- [Work to complete]: Convert the part of the material below that starts at the line containing "Place a point on every instance of the dark blurred" and ends at the line containing "x=238 y=113" into a numbered list, including both of those lines. Leave out blank lines and pictures.

- [Materials provided]:

_ _ _

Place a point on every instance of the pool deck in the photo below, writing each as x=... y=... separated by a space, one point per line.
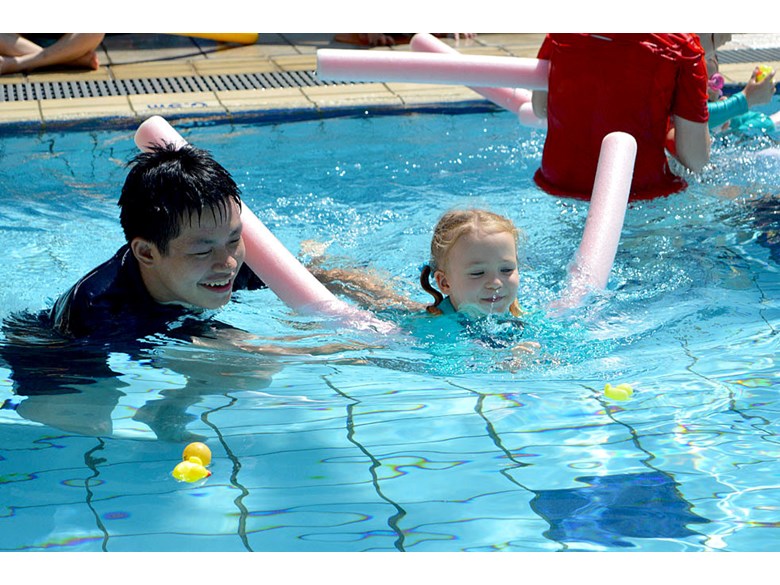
x=147 y=59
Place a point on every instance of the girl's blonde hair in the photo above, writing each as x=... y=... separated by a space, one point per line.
x=448 y=230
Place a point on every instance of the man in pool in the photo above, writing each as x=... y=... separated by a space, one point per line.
x=180 y=212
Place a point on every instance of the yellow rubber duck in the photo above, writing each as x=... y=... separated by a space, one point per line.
x=199 y=450
x=618 y=392
x=191 y=470
x=763 y=71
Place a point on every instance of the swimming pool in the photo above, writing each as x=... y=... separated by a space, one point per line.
x=422 y=440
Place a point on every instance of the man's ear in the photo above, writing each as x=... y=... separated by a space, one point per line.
x=442 y=282
x=144 y=251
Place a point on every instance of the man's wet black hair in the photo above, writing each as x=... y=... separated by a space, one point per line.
x=166 y=185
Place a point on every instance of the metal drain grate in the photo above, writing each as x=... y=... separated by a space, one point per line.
x=749 y=55
x=52 y=90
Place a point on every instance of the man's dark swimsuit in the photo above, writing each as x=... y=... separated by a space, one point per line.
x=108 y=310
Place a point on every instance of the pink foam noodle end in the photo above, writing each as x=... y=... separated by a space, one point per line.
x=593 y=261
x=445 y=69
x=279 y=269
x=157 y=131
x=526 y=116
x=505 y=97
x=293 y=283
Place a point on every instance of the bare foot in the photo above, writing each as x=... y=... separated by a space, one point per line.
x=87 y=61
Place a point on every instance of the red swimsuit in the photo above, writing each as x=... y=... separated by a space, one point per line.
x=618 y=82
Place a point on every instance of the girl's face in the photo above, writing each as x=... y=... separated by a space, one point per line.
x=480 y=273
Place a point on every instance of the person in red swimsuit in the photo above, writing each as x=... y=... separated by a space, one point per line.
x=642 y=84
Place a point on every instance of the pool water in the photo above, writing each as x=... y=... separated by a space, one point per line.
x=424 y=439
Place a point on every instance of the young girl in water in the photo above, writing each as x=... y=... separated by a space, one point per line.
x=474 y=262
x=474 y=265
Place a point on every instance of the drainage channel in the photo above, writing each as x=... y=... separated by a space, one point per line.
x=52 y=90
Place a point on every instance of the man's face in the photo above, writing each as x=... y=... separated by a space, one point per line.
x=201 y=263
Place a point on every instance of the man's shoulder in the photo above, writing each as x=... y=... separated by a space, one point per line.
x=100 y=297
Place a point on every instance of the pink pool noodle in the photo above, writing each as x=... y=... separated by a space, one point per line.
x=601 y=235
x=471 y=70
x=505 y=97
x=527 y=117
x=266 y=255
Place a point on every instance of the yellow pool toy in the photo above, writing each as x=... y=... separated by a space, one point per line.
x=763 y=71
x=195 y=457
x=199 y=450
x=239 y=38
x=618 y=392
x=190 y=470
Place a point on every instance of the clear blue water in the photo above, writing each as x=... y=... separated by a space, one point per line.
x=422 y=440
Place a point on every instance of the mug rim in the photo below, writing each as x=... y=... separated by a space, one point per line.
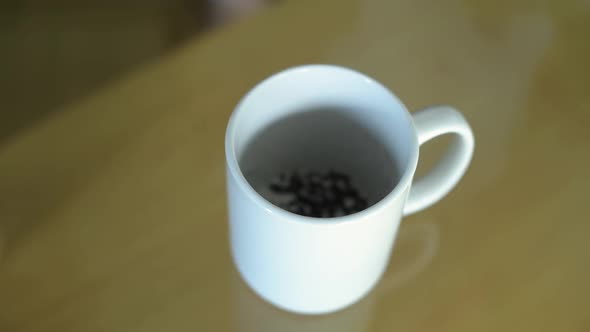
x=235 y=171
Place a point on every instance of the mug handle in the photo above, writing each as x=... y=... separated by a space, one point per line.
x=429 y=123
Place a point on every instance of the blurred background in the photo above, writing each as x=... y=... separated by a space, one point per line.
x=55 y=52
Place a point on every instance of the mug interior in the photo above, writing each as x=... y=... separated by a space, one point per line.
x=323 y=118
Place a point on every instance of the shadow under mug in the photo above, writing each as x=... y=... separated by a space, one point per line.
x=320 y=265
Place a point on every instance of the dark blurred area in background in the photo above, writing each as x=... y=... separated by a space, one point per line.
x=54 y=52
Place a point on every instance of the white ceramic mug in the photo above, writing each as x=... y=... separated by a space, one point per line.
x=330 y=117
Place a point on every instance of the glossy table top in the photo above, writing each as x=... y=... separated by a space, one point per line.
x=113 y=213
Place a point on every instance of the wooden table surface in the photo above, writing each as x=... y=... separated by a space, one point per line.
x=113 y=214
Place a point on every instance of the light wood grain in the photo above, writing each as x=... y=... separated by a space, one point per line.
x=113 y=212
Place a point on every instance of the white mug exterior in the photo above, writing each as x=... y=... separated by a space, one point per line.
x=313 y=265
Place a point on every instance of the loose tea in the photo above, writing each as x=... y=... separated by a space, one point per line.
x=313 y=194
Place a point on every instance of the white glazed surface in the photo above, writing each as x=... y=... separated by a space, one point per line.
x=312 y=265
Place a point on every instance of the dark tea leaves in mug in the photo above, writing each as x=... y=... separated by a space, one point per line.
x=320 y=195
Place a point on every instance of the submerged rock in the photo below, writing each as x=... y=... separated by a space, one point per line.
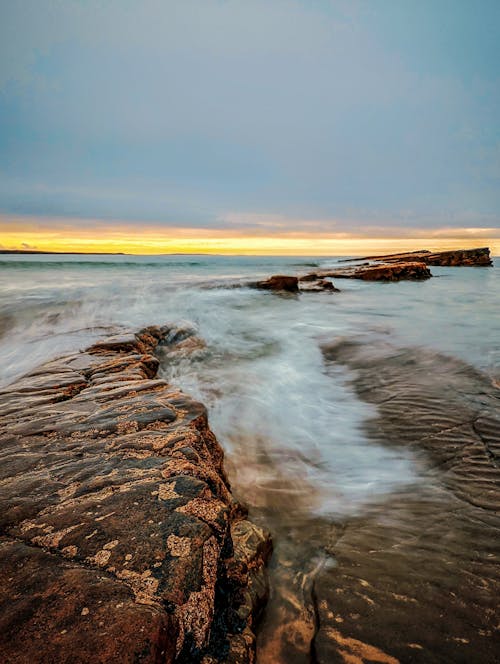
x=119 y=532
x=317 y=285
x=279 y=282
x=387 y=272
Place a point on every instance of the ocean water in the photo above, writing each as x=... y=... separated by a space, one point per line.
x=293 y=432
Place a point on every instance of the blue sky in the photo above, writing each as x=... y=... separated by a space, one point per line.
x=238 y=113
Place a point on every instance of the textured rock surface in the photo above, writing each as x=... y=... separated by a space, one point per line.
x=386 y=272
x=120 y=540
x=457 y=257
x=279 y=282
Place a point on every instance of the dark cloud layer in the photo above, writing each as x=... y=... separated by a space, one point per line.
x=202 y=113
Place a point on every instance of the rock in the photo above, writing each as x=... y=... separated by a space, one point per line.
x=316 y=286
x=279 y=282
x=386 y=272
x=116 y=516
x=454 y=258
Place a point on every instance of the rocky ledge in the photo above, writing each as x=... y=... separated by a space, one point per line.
x=414 y=270
x=455 y=258
x=291 y=284
x=120 y=540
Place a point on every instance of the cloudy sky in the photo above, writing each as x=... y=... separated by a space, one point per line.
x=255 y=117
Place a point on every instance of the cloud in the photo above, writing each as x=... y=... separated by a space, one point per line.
x=180 y=113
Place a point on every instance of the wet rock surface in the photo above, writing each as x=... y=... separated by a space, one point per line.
x=454 y=258
x=386 y=272
x=120 y=539
x=279 y=282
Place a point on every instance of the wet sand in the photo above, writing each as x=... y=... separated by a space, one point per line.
x=413 y=576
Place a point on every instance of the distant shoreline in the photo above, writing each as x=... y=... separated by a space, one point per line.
x=63 y=253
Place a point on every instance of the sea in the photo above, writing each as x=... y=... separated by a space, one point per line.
x=284 y=421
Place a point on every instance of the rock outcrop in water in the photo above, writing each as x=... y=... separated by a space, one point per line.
x=397 y=271
x=454 y=258
x=120 y=540
x=279 y=282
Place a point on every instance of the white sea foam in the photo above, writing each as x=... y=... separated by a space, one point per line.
x=283 y=420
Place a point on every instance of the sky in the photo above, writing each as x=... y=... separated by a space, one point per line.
x=259 y=125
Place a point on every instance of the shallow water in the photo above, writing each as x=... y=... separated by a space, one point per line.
x=293 y=431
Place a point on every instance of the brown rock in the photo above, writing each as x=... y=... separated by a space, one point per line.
x=318 y=285
x=116 y=514
x=455 y=258
x=279 y=282
x=386 y=272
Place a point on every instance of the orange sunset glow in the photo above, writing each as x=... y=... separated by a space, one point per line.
x=120 y=238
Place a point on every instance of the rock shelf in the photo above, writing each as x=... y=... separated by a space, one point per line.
x=120 y=540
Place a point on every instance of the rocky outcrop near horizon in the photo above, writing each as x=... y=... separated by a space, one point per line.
x=120 y=539
x=453 y=258
x=413 y=270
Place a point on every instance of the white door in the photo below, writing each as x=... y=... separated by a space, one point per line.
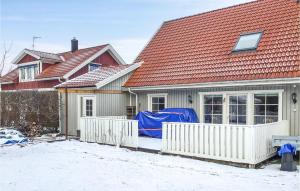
x=88 y=108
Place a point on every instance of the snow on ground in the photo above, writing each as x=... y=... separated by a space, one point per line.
x=73 y=165
x=150 y=143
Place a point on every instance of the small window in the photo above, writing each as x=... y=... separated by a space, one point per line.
x=88 y=107
x=213 y=109
x=266 y=108
x=93 y=66
x=248 y=42
x=28 y=73
x=157 y=102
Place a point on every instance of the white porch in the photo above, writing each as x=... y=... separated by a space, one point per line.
x=246 y=144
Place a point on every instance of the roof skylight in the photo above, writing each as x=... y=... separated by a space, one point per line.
x=248 y=41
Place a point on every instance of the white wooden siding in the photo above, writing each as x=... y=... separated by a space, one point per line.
x=179 y=98
x=250 y=144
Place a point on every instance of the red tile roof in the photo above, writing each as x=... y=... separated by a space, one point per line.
x=198 y=48
x=92 y=78
x=72 y=60
x=46 y=56
x=10 y=77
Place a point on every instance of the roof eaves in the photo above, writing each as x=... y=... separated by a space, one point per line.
x=118 y=75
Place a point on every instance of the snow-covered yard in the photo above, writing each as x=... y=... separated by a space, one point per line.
x=73 y=165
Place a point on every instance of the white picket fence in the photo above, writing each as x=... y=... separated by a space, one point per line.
x=248 y=144
x=113 y=131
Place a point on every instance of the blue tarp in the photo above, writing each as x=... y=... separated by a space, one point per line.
x=287 y=148
x=150 y=124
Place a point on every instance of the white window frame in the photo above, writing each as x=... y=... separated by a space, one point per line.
x=150 y=96
x=25 y=68
x=82 y=105
x=250 y=103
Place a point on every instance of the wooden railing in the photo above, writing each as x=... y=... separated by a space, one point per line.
x=249 y=144
x=113 y=131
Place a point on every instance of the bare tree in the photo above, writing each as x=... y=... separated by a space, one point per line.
x=4 y=56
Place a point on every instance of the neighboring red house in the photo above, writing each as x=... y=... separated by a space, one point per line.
x=38 y=70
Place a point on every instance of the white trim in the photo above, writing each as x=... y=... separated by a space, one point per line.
x=277 y=81
x=46 y=79
x=118 y=75
x=108 y=48
x=89 y=66
x=22 y=54
x=150 y=96
x=28 y=63
x=82 y=101
x=39 y=90
x=250 y=103
x=6 y=82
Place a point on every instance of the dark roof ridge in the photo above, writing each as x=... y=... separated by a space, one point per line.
x=59 y=53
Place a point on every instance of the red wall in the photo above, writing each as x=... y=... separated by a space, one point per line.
x=30 y=85
x=105 y=59
x=45 y=65
x=27 y=58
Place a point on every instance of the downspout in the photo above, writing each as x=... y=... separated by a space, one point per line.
x=59 y=106
x=66 y=91
x=136 y=100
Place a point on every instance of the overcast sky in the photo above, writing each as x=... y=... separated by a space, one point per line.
x=127 y=25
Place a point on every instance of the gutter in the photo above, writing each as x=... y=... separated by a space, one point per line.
x=278 y=81
x=136 y=100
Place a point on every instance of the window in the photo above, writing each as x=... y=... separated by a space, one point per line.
x=88 y=106
x=238 y=109
x=157 y=102
x=213 y=109
x=248 y=42
x=266 y=108
x=93 y=66
x=28 y=73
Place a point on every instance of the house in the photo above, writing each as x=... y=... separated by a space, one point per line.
x=238 y=65
x=98 y=93
x=24 y=90
x=36 y=70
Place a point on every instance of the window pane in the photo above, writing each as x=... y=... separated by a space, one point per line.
x=207 y=99
x=217 y=119
x=233 y=119
x=217 y=109
x=208 y=119
x=259 y=110
x=271 y=119
x=259 y=119
x=242 y=109
x=259 y=99
x=242 y=120
x=233 y=100
x=217 y=99
x=233 y=110
x=155 y=100
x=161 y=107
x=161 y=100
x=248 y=41
x=208 y=109
x=272 y=110
x=242 y=99
x=272 y=99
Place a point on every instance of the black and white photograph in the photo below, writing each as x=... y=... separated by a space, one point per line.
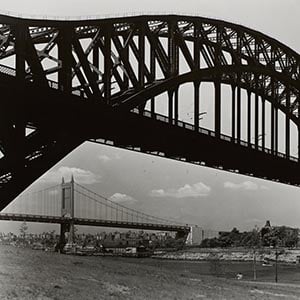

_ _ _

- [Output below]:
1. Place a point on every instance of the dark blurred area in background in the photo above, writing each as x=... y=... separated by a space, one point per line.
2. x=54 y=52
3. Place a point on every instance of the white ceramic mug in the photo above, writing each as x=... y=... separated by a space, one point per line.
4. x=330 y=117
5. Place a point on every instance of the glossy table top in the photo above, writing each as x=... y=... separated by a space, one point per line.
6. x=113 y=213
7. Place a point on every instance of the wooden table surface in the photo above, writing each as x=... y=... separated by a space, one point per line.
8. x=113 y=214
9. Place a point on every instance of the light wood grain in the photo above, writing each as x=... y=... separated by a space, one point per line.
10. x=113 y=212
11. Place a point on every instance of the white mug exterior in the photo above, writing each as x=... y=... separated by a space, one point per line.
12. x=313 y=265
13. Place a point on every instance of the loose tea in the photo above, writing each as x=... y=... separated by a space, one point per line.
14. x=313 y=194
15. Place a point on every instance of the white glazed surface in the photo above, writing each as x=... y=... separated by a space, one point per line.
16. x=312 y=265
17. Place a point on every instance of the dark tea leaves in mug in the photo above, writing each as x=... y=... separated by a space, one point per line.
18. x=320 y=195
19. Place a point on every instance of the submerged rock in the photo below, writing each as x=... y=... separated by a space, one point per line.
20. x=119 y=532
21. x=317 y=285
22. x=279 y=282
23. x=387 y=272
24. Place a point on every instance of the ocean water in the photo above, writing each as x=... y=... separated by a space, one point per line.
25. x=293 y=432
26. Place a point on every instance of the blue sky in the photo above, writing each as x=... y=... separated by a space, one point per line.
27. x=238 y=113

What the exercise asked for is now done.